* **TASK DESCRIPTION**
Could you retype every line of the data underneath without altering anything?

[Point-per-instance localization data]
#####
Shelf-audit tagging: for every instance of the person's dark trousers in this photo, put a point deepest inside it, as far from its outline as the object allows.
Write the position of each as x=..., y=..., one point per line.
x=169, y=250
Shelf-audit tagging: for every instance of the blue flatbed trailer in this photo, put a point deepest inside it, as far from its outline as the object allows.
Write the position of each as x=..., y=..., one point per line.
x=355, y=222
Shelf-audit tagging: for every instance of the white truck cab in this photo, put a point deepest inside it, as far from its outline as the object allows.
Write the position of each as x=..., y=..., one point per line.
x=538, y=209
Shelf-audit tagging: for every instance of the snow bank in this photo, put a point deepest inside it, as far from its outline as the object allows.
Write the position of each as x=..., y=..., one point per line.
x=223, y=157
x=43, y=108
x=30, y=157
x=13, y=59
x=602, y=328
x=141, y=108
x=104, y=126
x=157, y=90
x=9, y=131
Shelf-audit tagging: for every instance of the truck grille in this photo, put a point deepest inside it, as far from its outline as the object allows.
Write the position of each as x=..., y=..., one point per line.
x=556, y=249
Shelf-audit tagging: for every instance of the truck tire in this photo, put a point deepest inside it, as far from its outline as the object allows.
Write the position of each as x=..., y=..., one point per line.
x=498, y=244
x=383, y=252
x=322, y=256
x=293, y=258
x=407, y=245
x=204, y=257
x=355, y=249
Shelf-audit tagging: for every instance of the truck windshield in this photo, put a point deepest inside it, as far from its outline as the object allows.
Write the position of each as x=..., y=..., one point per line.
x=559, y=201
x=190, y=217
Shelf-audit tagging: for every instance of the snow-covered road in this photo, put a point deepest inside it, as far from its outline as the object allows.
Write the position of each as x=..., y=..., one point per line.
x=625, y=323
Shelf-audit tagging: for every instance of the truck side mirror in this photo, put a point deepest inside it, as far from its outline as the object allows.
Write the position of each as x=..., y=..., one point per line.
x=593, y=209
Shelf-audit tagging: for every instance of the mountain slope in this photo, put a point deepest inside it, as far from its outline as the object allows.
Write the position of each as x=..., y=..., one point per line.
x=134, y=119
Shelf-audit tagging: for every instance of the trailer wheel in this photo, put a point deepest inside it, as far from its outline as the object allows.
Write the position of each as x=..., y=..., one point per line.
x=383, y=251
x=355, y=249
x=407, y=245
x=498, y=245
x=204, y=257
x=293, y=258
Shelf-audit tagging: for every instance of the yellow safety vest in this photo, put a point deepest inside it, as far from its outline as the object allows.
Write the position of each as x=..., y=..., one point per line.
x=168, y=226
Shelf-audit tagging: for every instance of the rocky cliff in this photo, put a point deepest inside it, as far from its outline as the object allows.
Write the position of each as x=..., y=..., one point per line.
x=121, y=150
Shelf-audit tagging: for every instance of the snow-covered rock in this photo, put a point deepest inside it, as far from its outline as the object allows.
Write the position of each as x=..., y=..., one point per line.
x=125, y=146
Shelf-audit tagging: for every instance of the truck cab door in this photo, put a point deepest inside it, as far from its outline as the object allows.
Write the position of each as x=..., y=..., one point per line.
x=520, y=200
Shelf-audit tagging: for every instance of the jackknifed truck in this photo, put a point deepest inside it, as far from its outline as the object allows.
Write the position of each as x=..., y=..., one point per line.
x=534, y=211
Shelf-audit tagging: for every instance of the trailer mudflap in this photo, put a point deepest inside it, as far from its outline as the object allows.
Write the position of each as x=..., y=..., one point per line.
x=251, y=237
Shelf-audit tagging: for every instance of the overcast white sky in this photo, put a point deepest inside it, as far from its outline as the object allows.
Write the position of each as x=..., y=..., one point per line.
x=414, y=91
#####
* **WRITTEN SOLUTION**
Shelf-audit tagging: for every instance of the person's dark trousers in this photo, put a point deepest inside it, as far from its outline as the object allows.
Write the position of each as x=..., y=..., one point per line.
x=169, y=250
Shelf-audit tagging: for every instance of the blue flatbed trailer in this photo, put a point deepest inside it, as far from its outline as the object allows.
Write the position of each as x=..., y=..., one point per line.
x=355, y=222
Shelf-audit tagging: for every instance of the white truck cab in this photo, put a point deepest inside it, as far from its outline as the object allows.
Write the position of each as x=..., y=..., one point per line.
x=538, y=209
Shelf-audit tagging: for every instance of the snow bank in this photo, put a point deepest inside it, as far from its outline as the object allows.
Write the position of each as x=..., y=..., one point per line.
x=223, y=157
x=43, y=108
x=30, y=157
x=13, y=59
x=602, y=328
x=141, y=108
x=104, y=126
x=157, y=90
x=9, y=131
Shelf-audit tagging: for every instance of the truck grille in this photo, put a point deepest inside it, as far from its outline as the object allows.
Write the position of each as x=..., y=..., one point per line.
x=556, y=249
Shelf-audit tagging: for every instance of the truck tire in this photo, put a point deepest inside it, as far from its outline as the object allows.
Write the position of each as x=..., y=..., one point per line.
x=498, y=244
x=383, y=252
x=322, y=256
x=293, y=258
x=407, y=245
x=204, y=257
x=355, y=249
Shelf-audit tagging: for every instance of the truck windshield in this photo, put a point deepest inside it, as far from its outline as the object allows.
Write the position of each as x=..., y=..., one point per line.
x=559, y=201
x=190, y=217
Shelf-audit tagging: for every instance of the snow-covered road in this photo, put a point deepest inside it, as far from its outline as the object allows.
Write the position of each as x=..., y=..., one point per line.
x=625, y=323
Shelf-audit tagging: for every instance of the truck side mirror in this photo, put a point deepest inside it, as far from its outline as the object allows.
Write the position of each as x=..., y=..., one point per line.
x=593, y=209
Shelf-audit tagging: for every instance of the mountain slope in this photo, put a point deepest inside it, as far from its outline as the object allows.
Write the position of each as x=..., y=..., one point per line.
x=134, y=119
Shelf-audit tagging: for every instance of the trailer wheel in this photo, put a point deepest inside it, as far from its outline as the object allows.
Write the position of each as x=..., y=..., one point per line.
x=383, y=251
x=355, y=249
x=407, y=245
x=498, y=245
x=204, y=257
x=293, y=258
Shelf-audit tagging: for every instance of the yellow safety vest in this photo, put a point deepest inside it, as far from its outline as the object allows.
Write the position of each as x=..., y=..., one point per line.
x=168, y=226
Shelf-audit tagging: for every instance of the rocky cliff in this photo, put a point deepest inside it, as far from its outline as the object allows.
Write the position of each as x=..., y=..., one point per line.
x=121, y=150
Shelf-audit tagging: for every instance of the snow-covered rock in this photo, put a point deepest inside it, as far from its outline as the object allows.
Write the position of each as x=..., y=..., one point per line.
x=125, y=146
Shelf-audit tagging: for every instance of the truck cab door in this photo, put a point deepest inside it, as far from its outline as the object allows.
Write the position of each as x=..., y=..., one point per line.
x=520, y=200
Shelf-audit tagging: for every instance of the jackknifed truck in this photo, put a point deepest inside it, as far from its outline as the object allows.
Write the position of each as x=..., y=..., one point per line.
x=534, y=211
Shelf-audit tagging: for every instance of the trailer mudflap in this photo, put a point deepest inside it, as far from its outline as the object allows.
Write the position of each as x=..., y=..., one point per line.
x=251, y=237
Shelf-audit tagging: for every instance of the overcast white sky in this photo, put a point deepest inside it, as far from its outline as the object allows.
Write the position of each as x=..., y=..., one point per line.
x=414, y=91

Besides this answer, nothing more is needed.